- _EXERCISE DIRECTIONS_
Please turn the rows below into a numbered list, leaving out blank lines and pictures.

Entries pointing to labeled objects
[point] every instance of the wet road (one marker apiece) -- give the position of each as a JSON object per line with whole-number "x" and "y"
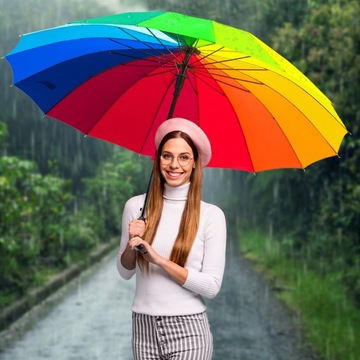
{"x": 91, "y": 319}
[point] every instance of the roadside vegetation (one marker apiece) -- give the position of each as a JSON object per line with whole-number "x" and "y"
{"x": 329, "y": 317}
{"x": 61, "y": 195}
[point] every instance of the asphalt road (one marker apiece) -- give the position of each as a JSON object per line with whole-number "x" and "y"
{"x": 91, "y": 319}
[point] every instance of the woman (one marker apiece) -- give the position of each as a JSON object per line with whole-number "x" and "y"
{"x": 182, "y": 250}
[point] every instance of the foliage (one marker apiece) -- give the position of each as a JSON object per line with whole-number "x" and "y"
{"x": 107, "y": 192}
{"x": 32, "y": 213}
{"x": 42, "y": 226}
{"x": 32, "y": 137}
{"x": 330, "y": 318}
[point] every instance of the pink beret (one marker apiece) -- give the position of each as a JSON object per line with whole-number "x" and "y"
{"x": 197, "y": 135}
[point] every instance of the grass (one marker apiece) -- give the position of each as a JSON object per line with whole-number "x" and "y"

- _TASK RESULT_
1. [point] every instance of the wet road (one marker apiece) -- give the position of each as a JSON object per line with whole-number "x" and "y"
2. {"x": 91, "y": 319}
3. [point] every instance of the roadside vegetation (one marker apiece) -- give the position of each as a JSON object per line with whole-number "x" and "y"
4. {"x": 329, "y": 317}
5. {"x": 61, "y": 195}
6. [point] every instance of the asphalt road (one marker apiece) -- give the position of each as a JSON object per line with whole-number "x" and "y"
7. {"x": 91, "y": 319}
8. [point] every instance of the woman (one marker apiece) -- give the position of each as a JSON object per line with whole-number "x" and "y"
9. {"x": 182, "y": 250}
10. [point] every instance of the foliage (one marker apiece) -- give the position of each as a JSON object per line with whole-number "x" and "y"
11. {"x": 107, "y": 192}
12. {"x": 32, "y": 213}
13. {"x": 42, "y": 226}
14. {"x": 32, "y": 137}
15. {"x": 330, "y": 318}
16. [point] every instance of the pink beret (one marker apiece) -- give the position of each as a JSON object per line with whole-number "x" and "y"
17. {"x": 197, "y": 135}
18. [point] every instance of the grass (one marker apiece) -- give the position of each as a JSON object per line with whole-number "x" and "y"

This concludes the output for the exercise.